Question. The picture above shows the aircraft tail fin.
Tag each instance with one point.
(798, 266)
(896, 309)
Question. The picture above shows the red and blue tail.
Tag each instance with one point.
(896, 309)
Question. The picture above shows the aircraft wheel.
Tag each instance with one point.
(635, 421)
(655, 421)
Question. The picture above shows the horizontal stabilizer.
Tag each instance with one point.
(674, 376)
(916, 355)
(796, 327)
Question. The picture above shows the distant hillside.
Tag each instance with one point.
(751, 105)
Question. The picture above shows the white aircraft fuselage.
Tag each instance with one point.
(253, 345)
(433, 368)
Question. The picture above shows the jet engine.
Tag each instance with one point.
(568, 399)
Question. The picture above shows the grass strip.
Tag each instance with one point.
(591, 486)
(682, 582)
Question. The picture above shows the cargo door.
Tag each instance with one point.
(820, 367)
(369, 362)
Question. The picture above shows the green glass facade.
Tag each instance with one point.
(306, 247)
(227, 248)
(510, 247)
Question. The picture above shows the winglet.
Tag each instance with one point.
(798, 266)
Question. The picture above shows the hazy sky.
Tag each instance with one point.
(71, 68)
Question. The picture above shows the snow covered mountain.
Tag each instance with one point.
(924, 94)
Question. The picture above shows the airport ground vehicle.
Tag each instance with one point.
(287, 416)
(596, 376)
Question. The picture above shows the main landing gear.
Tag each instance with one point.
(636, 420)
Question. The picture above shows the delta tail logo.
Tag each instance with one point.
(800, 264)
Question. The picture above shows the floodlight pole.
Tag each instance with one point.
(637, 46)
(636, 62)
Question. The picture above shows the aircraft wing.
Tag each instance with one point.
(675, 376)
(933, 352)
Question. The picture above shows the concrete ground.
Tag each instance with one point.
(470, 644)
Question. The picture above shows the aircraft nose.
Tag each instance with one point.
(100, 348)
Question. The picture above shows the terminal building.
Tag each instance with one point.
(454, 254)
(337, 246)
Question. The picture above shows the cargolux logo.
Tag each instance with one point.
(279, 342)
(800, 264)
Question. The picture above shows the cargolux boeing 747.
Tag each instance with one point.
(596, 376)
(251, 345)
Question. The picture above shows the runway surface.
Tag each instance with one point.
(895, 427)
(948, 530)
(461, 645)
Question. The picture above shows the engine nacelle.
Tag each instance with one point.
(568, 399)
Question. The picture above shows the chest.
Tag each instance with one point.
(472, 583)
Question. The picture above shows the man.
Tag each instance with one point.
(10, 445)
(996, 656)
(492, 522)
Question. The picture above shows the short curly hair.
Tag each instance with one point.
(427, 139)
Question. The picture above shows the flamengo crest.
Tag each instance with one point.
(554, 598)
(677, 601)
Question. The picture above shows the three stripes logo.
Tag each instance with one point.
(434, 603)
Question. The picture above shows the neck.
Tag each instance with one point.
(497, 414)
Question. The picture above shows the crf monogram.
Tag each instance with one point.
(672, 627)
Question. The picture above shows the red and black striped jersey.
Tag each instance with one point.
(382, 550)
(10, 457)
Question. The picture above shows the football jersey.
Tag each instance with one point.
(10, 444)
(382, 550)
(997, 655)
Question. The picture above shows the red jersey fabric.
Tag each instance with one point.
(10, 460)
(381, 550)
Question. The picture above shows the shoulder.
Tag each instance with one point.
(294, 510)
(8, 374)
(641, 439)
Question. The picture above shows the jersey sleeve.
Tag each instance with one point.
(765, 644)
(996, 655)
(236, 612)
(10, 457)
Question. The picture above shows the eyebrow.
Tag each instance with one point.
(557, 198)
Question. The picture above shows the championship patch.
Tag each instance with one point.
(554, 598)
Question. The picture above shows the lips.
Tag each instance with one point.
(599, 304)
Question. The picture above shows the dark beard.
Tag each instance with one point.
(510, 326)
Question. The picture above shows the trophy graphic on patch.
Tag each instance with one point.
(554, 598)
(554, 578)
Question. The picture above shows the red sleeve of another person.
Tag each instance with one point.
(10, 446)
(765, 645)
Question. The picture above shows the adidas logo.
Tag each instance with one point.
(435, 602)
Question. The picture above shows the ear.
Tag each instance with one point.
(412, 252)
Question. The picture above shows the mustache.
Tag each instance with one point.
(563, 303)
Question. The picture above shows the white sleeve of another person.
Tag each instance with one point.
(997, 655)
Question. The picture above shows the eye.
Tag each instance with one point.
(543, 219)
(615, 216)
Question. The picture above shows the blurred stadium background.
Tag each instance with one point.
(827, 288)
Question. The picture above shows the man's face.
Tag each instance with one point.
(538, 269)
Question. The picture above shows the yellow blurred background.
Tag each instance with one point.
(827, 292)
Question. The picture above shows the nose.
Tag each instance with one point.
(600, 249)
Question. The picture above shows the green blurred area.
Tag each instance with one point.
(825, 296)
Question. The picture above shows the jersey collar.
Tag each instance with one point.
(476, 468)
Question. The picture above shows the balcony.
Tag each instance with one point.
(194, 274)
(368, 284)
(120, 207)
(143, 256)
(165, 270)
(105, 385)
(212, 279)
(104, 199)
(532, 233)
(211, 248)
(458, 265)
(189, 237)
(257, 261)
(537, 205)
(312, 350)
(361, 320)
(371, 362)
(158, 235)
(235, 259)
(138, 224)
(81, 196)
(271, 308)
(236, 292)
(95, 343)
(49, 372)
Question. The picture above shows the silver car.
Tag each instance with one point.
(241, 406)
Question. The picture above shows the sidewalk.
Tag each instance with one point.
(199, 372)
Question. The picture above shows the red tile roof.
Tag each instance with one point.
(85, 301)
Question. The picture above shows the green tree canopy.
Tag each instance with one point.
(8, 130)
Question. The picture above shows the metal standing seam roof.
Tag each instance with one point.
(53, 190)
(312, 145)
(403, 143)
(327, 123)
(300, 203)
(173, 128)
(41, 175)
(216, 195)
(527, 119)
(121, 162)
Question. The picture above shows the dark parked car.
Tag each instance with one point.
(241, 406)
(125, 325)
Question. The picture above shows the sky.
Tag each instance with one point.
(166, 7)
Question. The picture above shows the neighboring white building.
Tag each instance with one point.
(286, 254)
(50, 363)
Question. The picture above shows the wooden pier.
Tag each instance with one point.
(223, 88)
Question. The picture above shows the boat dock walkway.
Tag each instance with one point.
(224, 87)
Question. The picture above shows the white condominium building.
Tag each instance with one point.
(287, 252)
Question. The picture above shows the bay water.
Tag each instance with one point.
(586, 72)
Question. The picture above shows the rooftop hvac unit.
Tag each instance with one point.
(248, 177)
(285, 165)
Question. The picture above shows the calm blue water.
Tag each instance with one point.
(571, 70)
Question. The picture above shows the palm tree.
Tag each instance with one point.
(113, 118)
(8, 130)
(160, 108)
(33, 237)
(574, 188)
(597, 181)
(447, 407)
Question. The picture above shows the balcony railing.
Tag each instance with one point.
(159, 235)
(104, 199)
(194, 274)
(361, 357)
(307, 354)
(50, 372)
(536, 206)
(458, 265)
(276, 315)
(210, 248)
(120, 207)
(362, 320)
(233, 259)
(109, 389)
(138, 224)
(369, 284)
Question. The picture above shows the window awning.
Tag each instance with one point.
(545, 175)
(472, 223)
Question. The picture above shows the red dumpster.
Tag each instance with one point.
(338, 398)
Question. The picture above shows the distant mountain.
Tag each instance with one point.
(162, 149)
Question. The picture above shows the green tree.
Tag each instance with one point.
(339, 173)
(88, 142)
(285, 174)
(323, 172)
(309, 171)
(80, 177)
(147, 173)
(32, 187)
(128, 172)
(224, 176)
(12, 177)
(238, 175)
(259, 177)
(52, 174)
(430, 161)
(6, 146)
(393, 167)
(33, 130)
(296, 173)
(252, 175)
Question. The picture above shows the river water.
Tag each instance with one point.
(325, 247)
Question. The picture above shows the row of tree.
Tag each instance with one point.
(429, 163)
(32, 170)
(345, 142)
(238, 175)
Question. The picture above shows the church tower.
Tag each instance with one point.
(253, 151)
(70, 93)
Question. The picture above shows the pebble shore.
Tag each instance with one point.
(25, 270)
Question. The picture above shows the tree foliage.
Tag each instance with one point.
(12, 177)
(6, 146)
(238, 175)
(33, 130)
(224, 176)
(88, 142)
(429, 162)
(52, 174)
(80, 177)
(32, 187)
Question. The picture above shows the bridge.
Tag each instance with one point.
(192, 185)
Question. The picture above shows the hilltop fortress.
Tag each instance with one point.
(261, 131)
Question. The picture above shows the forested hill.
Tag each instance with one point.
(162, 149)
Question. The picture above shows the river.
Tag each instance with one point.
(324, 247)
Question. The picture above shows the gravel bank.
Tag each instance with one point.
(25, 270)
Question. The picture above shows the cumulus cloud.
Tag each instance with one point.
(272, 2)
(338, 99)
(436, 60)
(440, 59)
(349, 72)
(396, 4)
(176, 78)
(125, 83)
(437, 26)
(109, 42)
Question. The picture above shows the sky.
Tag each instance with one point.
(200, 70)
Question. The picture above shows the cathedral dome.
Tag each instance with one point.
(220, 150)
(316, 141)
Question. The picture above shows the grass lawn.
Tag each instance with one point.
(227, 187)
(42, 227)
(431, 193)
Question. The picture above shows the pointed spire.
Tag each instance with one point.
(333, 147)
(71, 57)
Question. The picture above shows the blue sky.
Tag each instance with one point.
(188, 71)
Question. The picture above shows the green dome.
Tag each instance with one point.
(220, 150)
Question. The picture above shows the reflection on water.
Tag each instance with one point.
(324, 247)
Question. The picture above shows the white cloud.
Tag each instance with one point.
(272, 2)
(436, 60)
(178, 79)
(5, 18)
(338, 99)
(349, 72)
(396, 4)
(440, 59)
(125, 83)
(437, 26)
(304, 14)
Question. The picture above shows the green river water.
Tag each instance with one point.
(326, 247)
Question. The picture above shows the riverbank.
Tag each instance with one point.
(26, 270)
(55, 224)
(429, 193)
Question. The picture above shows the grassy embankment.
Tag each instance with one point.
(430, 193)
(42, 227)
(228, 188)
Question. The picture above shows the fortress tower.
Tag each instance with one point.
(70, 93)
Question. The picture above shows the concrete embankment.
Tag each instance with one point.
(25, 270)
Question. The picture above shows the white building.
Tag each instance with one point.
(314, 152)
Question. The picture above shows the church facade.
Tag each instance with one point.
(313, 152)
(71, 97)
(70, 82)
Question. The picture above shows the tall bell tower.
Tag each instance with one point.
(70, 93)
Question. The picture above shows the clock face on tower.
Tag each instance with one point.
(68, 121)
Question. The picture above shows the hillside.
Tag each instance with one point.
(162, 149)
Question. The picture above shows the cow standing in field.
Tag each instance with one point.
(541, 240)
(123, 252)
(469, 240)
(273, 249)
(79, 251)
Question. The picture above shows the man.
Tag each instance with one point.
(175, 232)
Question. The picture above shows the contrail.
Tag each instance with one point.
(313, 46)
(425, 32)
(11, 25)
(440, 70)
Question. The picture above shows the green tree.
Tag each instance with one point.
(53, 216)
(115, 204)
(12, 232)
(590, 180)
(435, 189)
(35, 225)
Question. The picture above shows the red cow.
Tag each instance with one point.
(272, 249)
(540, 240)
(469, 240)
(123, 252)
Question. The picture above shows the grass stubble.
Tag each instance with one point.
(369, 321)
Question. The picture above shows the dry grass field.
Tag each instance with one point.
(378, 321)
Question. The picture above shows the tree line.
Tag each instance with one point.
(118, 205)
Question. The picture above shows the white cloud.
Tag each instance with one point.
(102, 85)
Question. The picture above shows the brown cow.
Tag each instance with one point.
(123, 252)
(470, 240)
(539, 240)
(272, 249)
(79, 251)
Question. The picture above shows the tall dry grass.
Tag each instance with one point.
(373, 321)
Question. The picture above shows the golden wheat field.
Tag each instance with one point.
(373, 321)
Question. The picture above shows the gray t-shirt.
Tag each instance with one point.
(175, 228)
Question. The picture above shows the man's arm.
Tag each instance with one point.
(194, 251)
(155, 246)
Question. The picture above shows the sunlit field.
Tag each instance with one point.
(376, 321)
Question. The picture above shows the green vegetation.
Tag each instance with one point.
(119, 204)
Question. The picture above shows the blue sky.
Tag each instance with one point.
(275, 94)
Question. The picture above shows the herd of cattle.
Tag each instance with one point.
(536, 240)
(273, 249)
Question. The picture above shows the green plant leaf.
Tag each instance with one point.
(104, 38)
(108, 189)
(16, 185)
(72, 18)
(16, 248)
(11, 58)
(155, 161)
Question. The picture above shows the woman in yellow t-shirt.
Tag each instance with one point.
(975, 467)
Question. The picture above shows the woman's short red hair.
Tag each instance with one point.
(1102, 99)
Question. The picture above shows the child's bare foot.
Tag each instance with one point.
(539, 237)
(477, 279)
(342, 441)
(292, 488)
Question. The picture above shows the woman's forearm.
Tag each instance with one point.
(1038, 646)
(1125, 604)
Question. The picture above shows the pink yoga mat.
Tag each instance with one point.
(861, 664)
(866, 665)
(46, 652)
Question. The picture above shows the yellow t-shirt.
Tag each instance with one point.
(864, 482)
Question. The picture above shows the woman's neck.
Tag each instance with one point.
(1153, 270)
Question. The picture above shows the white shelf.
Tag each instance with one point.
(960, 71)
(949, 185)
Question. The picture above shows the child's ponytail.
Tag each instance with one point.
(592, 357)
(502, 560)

● ● ● ● ●

§ **Your task**:
This task calls for each line of the material that contains "water".

§ **Task solution**:
Question. The picture above shows the bay water.
Question. The picture above shows the calm blue water.
Question. The picture above shows the river water.
Question. The picture above shows the reflection on water.
Question. The picture above shows the green river water.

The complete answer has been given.